__WHAT YOU HAVE TO DO__
Without the images, write out all of the following entries exactly.

__Coordinate annotation entries__
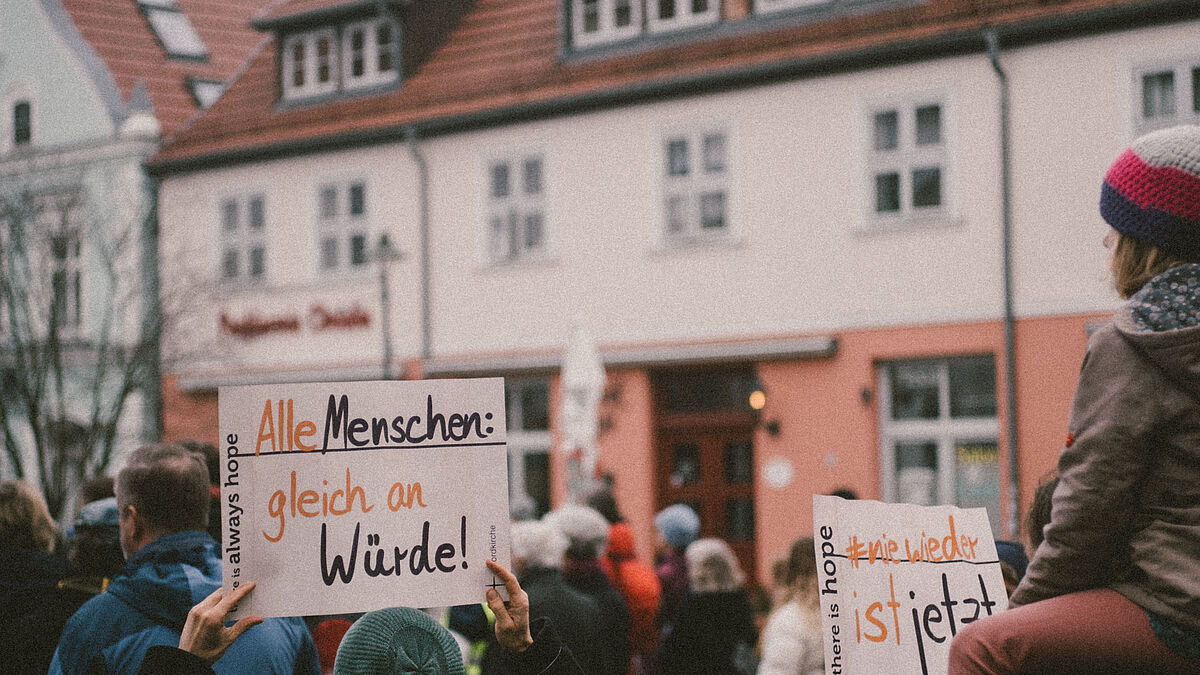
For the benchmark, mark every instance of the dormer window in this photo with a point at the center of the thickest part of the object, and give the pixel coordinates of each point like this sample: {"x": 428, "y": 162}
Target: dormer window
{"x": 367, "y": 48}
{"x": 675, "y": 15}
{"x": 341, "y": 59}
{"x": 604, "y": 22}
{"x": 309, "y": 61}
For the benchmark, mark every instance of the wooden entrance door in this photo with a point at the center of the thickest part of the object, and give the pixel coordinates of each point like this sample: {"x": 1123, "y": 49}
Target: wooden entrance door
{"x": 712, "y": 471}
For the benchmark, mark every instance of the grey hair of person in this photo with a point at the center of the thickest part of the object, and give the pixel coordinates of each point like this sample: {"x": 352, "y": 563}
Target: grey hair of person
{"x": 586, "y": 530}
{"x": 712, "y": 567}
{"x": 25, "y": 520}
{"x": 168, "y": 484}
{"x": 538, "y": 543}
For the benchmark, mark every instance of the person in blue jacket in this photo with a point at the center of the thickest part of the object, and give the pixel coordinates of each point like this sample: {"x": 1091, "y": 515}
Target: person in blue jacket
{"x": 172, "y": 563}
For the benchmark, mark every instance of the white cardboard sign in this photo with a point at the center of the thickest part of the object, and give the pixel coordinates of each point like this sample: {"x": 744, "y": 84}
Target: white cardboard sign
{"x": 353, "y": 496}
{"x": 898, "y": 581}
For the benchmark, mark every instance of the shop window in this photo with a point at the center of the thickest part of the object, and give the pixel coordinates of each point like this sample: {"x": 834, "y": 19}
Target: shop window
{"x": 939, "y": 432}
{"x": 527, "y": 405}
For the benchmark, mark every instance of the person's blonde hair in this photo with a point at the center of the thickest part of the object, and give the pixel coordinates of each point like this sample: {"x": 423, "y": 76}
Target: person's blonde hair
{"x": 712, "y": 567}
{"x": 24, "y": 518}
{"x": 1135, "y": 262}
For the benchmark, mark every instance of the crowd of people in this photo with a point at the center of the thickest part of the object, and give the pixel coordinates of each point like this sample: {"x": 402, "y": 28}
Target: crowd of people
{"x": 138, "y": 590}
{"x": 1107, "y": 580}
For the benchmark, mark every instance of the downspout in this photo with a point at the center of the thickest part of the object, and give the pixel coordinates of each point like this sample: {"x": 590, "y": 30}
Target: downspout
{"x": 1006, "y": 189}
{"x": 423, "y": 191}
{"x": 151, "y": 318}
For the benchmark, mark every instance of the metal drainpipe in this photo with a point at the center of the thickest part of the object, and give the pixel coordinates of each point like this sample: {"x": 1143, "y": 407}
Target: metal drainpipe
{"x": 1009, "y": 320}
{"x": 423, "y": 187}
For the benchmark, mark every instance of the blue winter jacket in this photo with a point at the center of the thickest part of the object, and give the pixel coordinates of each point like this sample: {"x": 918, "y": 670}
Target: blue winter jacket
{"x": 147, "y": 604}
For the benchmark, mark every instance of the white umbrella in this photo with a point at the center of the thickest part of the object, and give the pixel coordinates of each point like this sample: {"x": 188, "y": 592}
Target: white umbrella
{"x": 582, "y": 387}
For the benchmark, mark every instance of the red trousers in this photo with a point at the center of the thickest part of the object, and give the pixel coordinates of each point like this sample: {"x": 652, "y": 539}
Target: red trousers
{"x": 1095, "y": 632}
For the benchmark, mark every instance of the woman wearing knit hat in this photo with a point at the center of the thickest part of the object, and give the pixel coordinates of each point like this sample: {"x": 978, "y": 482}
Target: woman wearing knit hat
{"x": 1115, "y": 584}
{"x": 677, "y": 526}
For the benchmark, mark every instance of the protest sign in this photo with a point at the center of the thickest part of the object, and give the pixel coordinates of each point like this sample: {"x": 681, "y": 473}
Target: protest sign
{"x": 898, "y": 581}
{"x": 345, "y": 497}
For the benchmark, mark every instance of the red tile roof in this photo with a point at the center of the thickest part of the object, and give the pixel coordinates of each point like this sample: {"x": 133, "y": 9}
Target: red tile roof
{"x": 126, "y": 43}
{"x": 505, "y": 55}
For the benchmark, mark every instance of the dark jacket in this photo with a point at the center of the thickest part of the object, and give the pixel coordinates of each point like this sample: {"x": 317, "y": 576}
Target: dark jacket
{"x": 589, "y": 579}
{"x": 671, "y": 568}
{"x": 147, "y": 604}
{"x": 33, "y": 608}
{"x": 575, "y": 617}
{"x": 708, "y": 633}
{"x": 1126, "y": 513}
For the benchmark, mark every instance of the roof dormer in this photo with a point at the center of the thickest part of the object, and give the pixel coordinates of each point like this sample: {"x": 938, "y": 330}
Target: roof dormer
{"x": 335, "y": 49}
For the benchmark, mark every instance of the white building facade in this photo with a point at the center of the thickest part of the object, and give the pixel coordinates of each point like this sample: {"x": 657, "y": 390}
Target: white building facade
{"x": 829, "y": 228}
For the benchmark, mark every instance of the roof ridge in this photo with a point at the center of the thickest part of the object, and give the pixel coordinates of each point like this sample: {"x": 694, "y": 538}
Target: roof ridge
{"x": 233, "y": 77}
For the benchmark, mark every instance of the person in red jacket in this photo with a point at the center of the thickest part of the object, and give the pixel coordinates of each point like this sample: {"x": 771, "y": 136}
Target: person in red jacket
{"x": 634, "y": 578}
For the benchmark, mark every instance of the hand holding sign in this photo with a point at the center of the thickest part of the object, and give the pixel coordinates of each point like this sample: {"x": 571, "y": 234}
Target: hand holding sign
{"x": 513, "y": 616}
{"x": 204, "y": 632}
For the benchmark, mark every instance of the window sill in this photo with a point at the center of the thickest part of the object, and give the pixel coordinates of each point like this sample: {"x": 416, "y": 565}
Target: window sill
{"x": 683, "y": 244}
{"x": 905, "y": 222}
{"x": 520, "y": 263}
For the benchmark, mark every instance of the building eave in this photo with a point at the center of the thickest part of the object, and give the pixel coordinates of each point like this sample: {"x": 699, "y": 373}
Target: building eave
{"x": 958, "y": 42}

__PROBLEM SOLUTION__
For the benchmark, mark every instance of the dormer window in this photo with a point at the center of the thickest part of the object, and give the pixel coordinates of each point like this sample: {"x": 428, "y": 162}
Target: dormer window
{"x": 367, "y": 48}
{"x": 675, "y": 15}
{"x": 341, "y": 59}
{"x": 604, "y": 22}
{"x": 309, "y": 61}
For the benchmark, mark every instance of the wooden entrance door in this photo with a point at the center of the thickest part of the object, and give the pixel coordinates of each point like this sample: {"x": 1123, "y": 49}
Target: wooden entrance door
{"x": 712, "y": 471}
For the benchmark, mark every instance of the grey hair of person in this photo with a point at the center of the thickest part of the object, and give the pixel coordinates of each point like this sample: {"x": 352, "y": 563}
Target: grey hair of person
{"x": 586, "y": 530}
{"x": 712, "y": 567}
{"x": 25, "y": 520}
{"x": 168, "y": 484}
{"x": 538, "y": 543}
For the benchmark, mark every instance of the person in blue jacket in this photo with a point at the center of the thickest part of the object, and give the pixel coordinates of each point like this sample: {"x": 1091, "y": 515}
Target: person in blue jacket
{"x": 172, "y": 563}
For the benchmark, mark every instance of the white cardboard sign in this photo with a point at the center of the thickest part of the object, and give the pixel coordinates of each point like this sample: {"x": 744, "y": 84}
Target: white cardboard sign
{"x": 353, "y": 496}
{"x": 898, "y": 581}
For the benchmark, mark every instance of the shop window in this photo with a point at the center of the thickest part of the object, and give the pixel coordinates of each point like this sample: {"x": 834, "y": 19}
Target: shop window
{"x": 939, "y": 432}
{"x": 527, "y": 405}
For the benchmark, mark every instance of the person's blonde hair in this photo with a point at the center of the thickest part of the object, and give the pixel coordinates of each point like this sample: {"x": 423, "y": 76}
Target: person's blonde hair
{"x": 712, "y": 567}
{"x": 24, "y": 518}
{"x": 1135, "y": 262}
For the benchmark, mark every instance of the crowd of people in this photo with a point at the center of the thickest part of the object, and give the pixel coordinates of each point like this sample: {"x": 402, "y": 28}
Target: crowd of people
{"x": 138, "y": 590}
{"x": 1107, "y": 580}
For the benchmark, mark every instance of the downspout in this photo with a point at the center of the thickest part of the object, and give the pixel coordinates of each point like this sample: {"x": 590, "y": 30}
Target: downspout
{"x": 1006, "y": 189}
{"x": 423, "y": 191}
{"x": 151, "y": 318}
For the benchmark, mark every instance of the metal drainpipe in this photo with a point at the center of the thickest part of the object, and give the pixel coordinates of each point like this sample: {"x": 1143, "y": 407}
Target: metal drainpipe
{"x": 1009, "y": 320}
{"x": 423, "y": 187}
For the benchmark, mark every instance of the blue winter jacket in this photo with a point at the center of the thickest part of the object, and give the pixel coordinates of each point like this sample: {"x": 918, "y": 670}
Target: blue winter jacket
{"x": 147, "y": 604}
For the benchmark, mark every instance of the white umbrella in this photo with a point at the center of the thickest part of the object, and give the pixel coordinates of each point like this sample: {"x": 188, "y": 592}
Target: white umbrella
{"x": 582, "y": 387}
For the benchmark, mark every instance of the red trousers in this photo with a point at the center of the thickest part of the object, and give the pixel coordinates of each point like this sample: {"x": 652, "y": 539}
Target: red trousers
{"x": 1095, "y": 632}
For the benchmark, mark every instance of the woman wearing knit hat in this photo with a point at the center of the thickest part of the object, and give the pixel coordinates of each point like this sample: {"x": 978, "y": 482}
Target: woman wearing knit hat
{"x": 1115, "y": 584}
{"x": 677, "y": 526}
For the benchmark, mark every instance of the protest sign in this photo with a point at the center of the thickest part of the object, and give the pixel coordinates of each point like this sample: {"x": 681, "y": 473}
Target: protest sign
{"x": 898, "y": 581}
{"x": 345, "y": 497}
For the benchmark, mark every instance of the red tile roof in this photo with a point at the center of the thickest part of the object, and give the pixel coordinates of each point like this sample: {"x": 133, "y": 9}
Target: red tile roof
{"x": 126, "y": 43}
{"x": 505, "y": 55}
For the benchmark, mark every instance of the dark jacket in this photo with a point at the center of the thickest part of the object, and give the pixel coordinates of each point like this sample: {"x": 317, "y": 576}
Target: dark jacket
{"x": 589, "y": 579}
{"x": 671, "y": 568}
{"x": 147, "y": 604}
{"x": 33, "y": 608}
{"x": 575, "y": 617}
{"x": 708, "y": 633}
{"x": 1126, "y": 513}
For the benchmark, mark every instance of the roof dormer in this photo with a point at the center of the thickest part of the object, and give the pixel coordinates of each point like this sample: {"x": 938, "y": 330}
Target: roof dormer
{"x": 335, "y": 49}
For the benchmark, mark every instance of the white building facade in this photo with a point at the center of the thickest part of the object, and give the pixel coordinates of each point like this sample: {"x": 657, "y": 390}
Target: white building facade
{"x": 829, "y": 228}
For the benchmark, mark every instance of the roof ridge in this photo with a point at the center of the thickest part of the object, and give the pixel coordinates of each point like this sample: {"x": 694, "y": 538}
Target: roof ridge
{"x": 233, "y": 77}
For the benchmark, mark every instance of the person in red jacket in this photo with a point at the center of the thickest part of the object, and give the pixel coordinates of each point like this sample: {"x": 771, "y": 136}
Target: person in red jacket
{"x": 634, "y": 578}
For the benchmark, mark every instance of the hand holding sign in this photo with a point at the center of the thickest part of the object, and give the pixel coordinates of each point like this sample: {"x": 571, "y": 234}
Target: hand holding sign
{"x": 513, "y": 616}
{"x": 204, "y": 632}
For the benchmark, mark every instance of the window sill in this photo with a point at the center of the thickest part of the object, and give the pixel coordinates of each point like this sample: {"x": 416, "y": 565}
Target: window sill
{"x": 683, "y": 244}
{"x": 905, "y": 222}
{"x": 520, "y": 263}
For the benchmark, mark every instance of the building eave in this photo with a point at the center of the thickest part of the object, and give the pixel coordinates of each point like this sample: {"x": 699, "y": 373}
Target: building eave
{"x": 958, "y": 42}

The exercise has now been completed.